** Opening Study material block **
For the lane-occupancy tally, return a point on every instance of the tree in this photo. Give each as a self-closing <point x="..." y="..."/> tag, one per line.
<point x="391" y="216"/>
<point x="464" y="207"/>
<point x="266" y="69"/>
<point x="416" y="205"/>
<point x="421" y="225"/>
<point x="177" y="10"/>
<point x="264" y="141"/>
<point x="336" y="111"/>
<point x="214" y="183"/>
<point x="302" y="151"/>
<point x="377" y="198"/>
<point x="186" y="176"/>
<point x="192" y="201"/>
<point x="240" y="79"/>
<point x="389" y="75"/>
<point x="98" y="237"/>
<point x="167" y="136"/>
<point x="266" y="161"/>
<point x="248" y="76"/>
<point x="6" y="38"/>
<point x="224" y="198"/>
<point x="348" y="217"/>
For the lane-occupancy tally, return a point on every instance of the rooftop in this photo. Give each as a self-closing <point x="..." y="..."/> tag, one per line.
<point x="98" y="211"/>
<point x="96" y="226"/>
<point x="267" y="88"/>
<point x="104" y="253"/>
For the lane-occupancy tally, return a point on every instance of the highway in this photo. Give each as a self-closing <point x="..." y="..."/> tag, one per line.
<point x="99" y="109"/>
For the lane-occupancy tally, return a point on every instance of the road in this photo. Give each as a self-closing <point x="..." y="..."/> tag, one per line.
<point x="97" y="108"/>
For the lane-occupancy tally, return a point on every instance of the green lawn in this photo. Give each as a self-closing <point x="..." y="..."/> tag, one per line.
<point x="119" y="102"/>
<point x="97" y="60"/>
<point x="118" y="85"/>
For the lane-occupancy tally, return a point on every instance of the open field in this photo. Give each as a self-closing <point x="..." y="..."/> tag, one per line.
** Closing Study material block **
Would you please reproduce all of the lines above exactly?

Exercise solution ▸
For the lane-occupancy tally, return a point on every instance of the tree in this photo. Give each as a self-closing <point x="..." y="..."/> tag, one per line.
<point x="391" y="216"/>
<point x="464" y="207"/>
<point x="266" y="69"/>
<point x="416" y="205"/>
<point x="421" y="225"/>
<point x="177" y="10"/>
<point x="264" y="141"/>
<point x="336" y="111"/>
<point x="214" y="183"/>
<point x="302" y="151"/>
<point x="377" y="198"/>
<point x="186" y="176"/>
<point x="192" y="201"/>
<point x="240" y="79"/>
<point x="389" y="75"/>
<point x="98" y="237"/>
<point x="167" y="136"/>
<point x="266" y="161"/>
<point x="248" y="76"/>
<point x="6" y="38"/>
<point x="224" y="198"/>
<point x="348" y="217"/>
For the lane-occupancy tally, return a point on every instance of the rooftop in this photo. Give each as a self-closing <point x="..." y="..."/> tag, one per line.
<point x="98" y="211"/>
<point x="96" y="226"/>
<point x="267" y="88"/>
<point x="104" y="253"/>
For the lane-occupancy tally, return a point on every instance of the highway in this photo. Give each as a self-closing <point x="..." y="..."/> tag, one per line.
<point x="99" y="109"/>
For the lane-occupancy tally, return a point on every instance of the road in this photo. Give each as a self-closing <point x="..." y="..."/> tag, one per line.
<point x="97" y="108"/>
For the lane-occupancy tally, return a point on every instance of the green lawn in this photo. Give each as a self-closing <point x="..." y="..."/> tag, one per line.
<point x="119" y="102"/>
<point x="97" y="60"/>
<point x="118" y="85"/>
For the lane-occupancy tally, return a point on every instance of the open field in this photo. Give each as a self-closing <point x="..." y="..."/> tag, one per line.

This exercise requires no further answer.